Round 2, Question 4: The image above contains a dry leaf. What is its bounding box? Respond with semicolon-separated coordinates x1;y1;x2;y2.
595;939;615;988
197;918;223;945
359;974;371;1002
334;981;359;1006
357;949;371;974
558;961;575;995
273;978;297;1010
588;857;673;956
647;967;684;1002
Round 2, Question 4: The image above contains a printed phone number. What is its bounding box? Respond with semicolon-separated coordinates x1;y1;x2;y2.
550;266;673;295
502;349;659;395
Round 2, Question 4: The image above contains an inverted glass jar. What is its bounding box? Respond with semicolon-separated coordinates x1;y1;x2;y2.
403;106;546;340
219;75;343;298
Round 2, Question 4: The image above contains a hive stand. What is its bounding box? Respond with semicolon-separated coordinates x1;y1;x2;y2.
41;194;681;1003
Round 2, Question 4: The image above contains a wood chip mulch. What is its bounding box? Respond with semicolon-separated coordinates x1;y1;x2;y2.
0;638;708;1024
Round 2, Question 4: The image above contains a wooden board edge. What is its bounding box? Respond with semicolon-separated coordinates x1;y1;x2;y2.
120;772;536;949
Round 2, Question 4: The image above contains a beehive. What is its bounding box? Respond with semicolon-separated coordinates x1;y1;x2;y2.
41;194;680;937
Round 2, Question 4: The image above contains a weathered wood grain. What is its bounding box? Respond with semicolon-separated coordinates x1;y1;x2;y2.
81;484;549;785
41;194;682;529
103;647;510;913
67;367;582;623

________________

**AIM OF THE TASK**
Reproduce all of the records above, replacing each occurrence of "Round 2" with "Round 3" and leaving every other part unchanged.

**REPLY TO THE TASK**
Round 3, Question 4: The image above contains a dry leaf. What is its bounding box? Respond with semicolon-separated coordinates x1;y1;x2;y2.
595;939;615;988
197;918;223;945
359;974;371;1002
334;981;359;1006
357;949;371;974
558;961;575;995
273;978;297;1010
588;857;673;956
647;967;684;1002
Round 3, Question 4: The image above contains a printed phone number. What is its bounding box? Respond with semicolon-separated coordinates x1;y1;x2;y2.
550;266;673;295
502;349;659;395
Round 3, Question 4: The image above contains an inverted glass jar. What is its bounding box? Respond with semicolon-separated coordinates x1;y1;x2;y2.
403;106;546;340
219;75;343;298
Round 3, Question 4: The image above contains a hive stand. What is its bounding box? Respond with semicolon-separated coordinates x1;y1;x2;y2.
41;194;681;1003
Round 3, Question 4: The image above contains a wood chip mulch. What is its bounding box? Respond with semicolon-separated coordinates x1;y1;x2;y2.
0;638;708;1024
Round 3, Question 4: The image above contains a wooden board edge. What is its bounding box? Respond with semicolon-separated coordinates x1;y1;x2;y2.
120;772;536;949
Round 3, Question 4: The image above contains a beehive. What is its bounding box? Respond with semicolon-separated coordinates x1;y1;x2;y2.
41;194;680;937
Round 3, Question 4: The image above contains a weathered wood grain. What is its bounding box? Respond with semicolon-separated coordinates x1;y1;x2;y2.
81;484;549;785
41;194;682;529
103;647;510;913
67;367;582;623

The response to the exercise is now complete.